• _Information provided_
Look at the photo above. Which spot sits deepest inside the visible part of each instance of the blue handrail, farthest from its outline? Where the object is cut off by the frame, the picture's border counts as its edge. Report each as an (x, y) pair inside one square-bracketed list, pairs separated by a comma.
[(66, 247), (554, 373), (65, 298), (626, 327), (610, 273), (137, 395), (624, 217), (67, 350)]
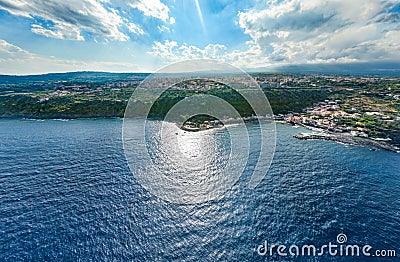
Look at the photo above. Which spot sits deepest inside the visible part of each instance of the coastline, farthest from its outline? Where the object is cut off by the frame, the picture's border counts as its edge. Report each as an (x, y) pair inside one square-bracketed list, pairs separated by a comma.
[(348, 139)]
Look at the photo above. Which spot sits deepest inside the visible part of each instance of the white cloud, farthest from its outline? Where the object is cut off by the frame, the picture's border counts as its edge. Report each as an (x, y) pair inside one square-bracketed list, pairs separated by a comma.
[(69, 18), (171, 51), (152, 8), (135, 29), (73, 18), (15, 60), (323, 31)]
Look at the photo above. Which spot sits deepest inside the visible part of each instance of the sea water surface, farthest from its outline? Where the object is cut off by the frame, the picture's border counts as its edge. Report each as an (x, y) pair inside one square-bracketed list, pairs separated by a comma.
[(67, 194)]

• _Aim_
Copy the listing exactly. Any image in it stays out of the copy.

• _Complete output_
Look at the photo above. Which spot sits deepest inside the visible part of each instance of the blue handrail, farthest from its outline? Where the object is cut off by the frame, the picture's border counts as its edge. Report each as an (x, y) pair inside one square-bracketed list, pairs separated by a comma.
[(66, 247), (554, 373), (65, 298), (626, 327), (610, 273), (137, 395), (624, 217), (67, 350)]
Look at the photo above. Which spot sits deepest inside the visible part of each instance of the coastline, farthest from its outline? Where the object is cut off by the frame, the picture's border counts as its edge. Report each as an (x, y) pair inside one square-bracketed list, pairs separated by a comma.
[(348, 139)]
Look at the photo above. Which spot sits deepest inside the visible part of each instance of the white cloud, farthest from its outline? Where the object is cut off by the frame, the picture's border counts as its edge. Report each as an (x, y) pair inside one square-bracketed list, pairs separated by a comma.
[(69, 18), (171, 51), (152, 8), (135, 29), (73, 18), (15, 60), (323, 31)]
Look at the photo above. Which spot sits deepest inside the visible part of each instance of the sea water surface, farthest from its outline? Where the object is cut off by the frame, the picture's border counts as its edge. Report each as an (x, y) pair inside one square-bracketed list, pairs separated by a comma.
[(67, 194)]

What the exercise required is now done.